Today in History

August 2 in U.S. military history

1776: Although the Continental Congress voted to establish “the thirteen united [sic] States of America” on July 2 and adopted Thomas Jefferson’s draft of the Declaration of Independence two days later, congressional delegates sign the Declaration on this date. The most famous inscription belongs to John Hancock, the president of Congress, who is said to have declared, “There, I guess King George will be able to read that without his spectacles,” after adding his rather substantial signature.

1862: The brass approves the plan by Maj. Jonathan Letterman, Medical Director for the Army of the Potomac, to establish an ambulance corps (featured image). Letterman is considered the “Father of Battlefield Medicine” for revolutionizing the way casualties are handled; soldiers now had first aid stations at the regimental level where they could be treated and triaged. Those more seriously wounded could be sent – by ambulance – to field hospitals at the division and corps level.

During the Peninsula Campaign, one out of every three Army of the Potomac casualties would die prior to implementing Letterman’s system. But after, just 2 percent of soldiers wounded Battle of Gettysburg died.

1909: After a successful demonstration for the military by Orville Wright, the Army Signal Corps purchases a Wright Flyer for $30,000 (the equivalent of $800,000 today). The two-seat “Signal Corps Airplane No. 1” will train America’s first military pilots at College Park, Md. and Fort Sam Houston in San Antonio over the next two years – crashing several times – before it’s retirement. Today, the legendary aircraft hangs in the Smithsonian Institution’s National Air and Space Museum.

Signal Corps Airplane No. 1

1934: Upon the death of German president Paul von Hindenberg, Chancellor Adolf Hitler begins his “thousand-year Reich,” assuming full dictatorial powers as Reichsführer. Also on this date, Hitler changes the military oath so that the Wehrmacht swears allegiance to him instead of Germany.

1944: Convoy HX 300, the largest convoy of World War II, safely crosses the Atlantic, bringing over 1 million tons of supplies to ports in the United Kingdom. 32 escort vessels protected the 155 cargo ships, and the formation spanned nine miles across and four miles long. Not a single ship was attacked by a German submarine.

About this task: Copy the August 2 military history text starting at "1934: Upon the" and ending at "instead of Germany.", substituting "German armed forces" for "Wehrmacht".

Data for analysis:
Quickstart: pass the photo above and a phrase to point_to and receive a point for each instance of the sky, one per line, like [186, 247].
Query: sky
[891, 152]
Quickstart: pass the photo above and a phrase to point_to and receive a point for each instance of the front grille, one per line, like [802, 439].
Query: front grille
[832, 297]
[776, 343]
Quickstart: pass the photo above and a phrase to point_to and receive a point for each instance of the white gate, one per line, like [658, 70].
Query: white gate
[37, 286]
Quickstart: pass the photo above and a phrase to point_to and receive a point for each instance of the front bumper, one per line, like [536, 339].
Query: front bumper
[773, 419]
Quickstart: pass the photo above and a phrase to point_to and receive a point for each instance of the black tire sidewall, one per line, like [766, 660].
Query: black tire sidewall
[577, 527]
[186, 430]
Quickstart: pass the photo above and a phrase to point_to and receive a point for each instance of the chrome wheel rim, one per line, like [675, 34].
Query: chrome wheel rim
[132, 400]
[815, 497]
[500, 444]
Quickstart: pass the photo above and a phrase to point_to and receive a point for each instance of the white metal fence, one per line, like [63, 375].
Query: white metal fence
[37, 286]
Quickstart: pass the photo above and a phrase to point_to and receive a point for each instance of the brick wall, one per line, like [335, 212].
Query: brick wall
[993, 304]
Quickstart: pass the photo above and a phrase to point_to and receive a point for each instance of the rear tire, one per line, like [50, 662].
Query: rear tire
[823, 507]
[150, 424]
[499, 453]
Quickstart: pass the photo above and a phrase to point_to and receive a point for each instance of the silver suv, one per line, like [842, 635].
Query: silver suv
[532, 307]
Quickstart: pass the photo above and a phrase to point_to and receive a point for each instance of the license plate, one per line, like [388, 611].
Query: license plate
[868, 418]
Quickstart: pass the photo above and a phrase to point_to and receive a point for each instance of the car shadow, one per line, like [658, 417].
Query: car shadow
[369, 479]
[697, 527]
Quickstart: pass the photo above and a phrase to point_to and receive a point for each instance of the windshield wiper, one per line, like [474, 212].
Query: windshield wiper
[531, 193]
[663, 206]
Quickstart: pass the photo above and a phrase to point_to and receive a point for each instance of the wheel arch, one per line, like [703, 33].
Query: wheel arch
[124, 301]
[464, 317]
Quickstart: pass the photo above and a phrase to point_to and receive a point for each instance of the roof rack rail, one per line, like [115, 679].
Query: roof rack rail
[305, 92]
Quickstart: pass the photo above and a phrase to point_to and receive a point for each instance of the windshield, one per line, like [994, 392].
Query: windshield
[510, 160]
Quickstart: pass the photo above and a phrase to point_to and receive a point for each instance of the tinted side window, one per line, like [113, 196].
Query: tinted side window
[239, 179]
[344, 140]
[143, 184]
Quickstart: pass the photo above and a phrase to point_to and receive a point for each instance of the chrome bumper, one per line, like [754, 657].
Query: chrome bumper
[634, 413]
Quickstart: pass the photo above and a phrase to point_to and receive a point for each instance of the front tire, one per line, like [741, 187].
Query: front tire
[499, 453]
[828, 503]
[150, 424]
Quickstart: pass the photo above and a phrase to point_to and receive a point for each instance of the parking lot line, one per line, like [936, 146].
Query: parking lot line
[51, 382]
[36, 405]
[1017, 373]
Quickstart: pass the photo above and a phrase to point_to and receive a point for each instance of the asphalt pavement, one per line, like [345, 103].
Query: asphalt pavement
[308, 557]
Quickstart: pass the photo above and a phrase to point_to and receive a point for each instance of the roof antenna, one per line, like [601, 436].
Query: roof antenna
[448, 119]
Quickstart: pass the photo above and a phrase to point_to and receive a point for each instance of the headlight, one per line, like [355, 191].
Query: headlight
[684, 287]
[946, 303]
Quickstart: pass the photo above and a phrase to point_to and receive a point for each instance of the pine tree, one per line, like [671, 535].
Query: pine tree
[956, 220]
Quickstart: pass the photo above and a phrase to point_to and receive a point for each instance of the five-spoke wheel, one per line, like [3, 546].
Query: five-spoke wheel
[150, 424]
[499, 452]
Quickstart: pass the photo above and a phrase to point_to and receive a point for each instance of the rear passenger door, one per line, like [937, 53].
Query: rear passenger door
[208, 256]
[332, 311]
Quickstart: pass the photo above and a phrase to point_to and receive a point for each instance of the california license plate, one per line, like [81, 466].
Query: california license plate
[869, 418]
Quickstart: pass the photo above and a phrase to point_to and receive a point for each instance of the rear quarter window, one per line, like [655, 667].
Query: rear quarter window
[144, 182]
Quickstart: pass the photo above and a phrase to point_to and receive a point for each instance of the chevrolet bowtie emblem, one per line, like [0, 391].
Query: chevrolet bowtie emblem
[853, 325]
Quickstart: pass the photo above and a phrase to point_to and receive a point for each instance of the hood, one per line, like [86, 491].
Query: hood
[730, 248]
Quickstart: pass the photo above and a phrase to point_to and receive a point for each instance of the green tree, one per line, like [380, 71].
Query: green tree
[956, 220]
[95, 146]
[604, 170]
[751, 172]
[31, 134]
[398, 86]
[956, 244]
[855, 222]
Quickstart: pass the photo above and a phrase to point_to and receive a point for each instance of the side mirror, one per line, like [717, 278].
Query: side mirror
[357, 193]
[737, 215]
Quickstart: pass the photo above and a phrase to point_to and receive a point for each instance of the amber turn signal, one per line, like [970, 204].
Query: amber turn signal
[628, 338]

Problem solution:
1934: Upon the death of German president Paul von Hindenberg, Chancellor Adolf Hitler begins his “thousand-year Reich,” assuming full dictatorial powers as Reichsführer. Also on this date, Hitler changes the military oath so that the German armed forces swears allegiance to him instead of Germany.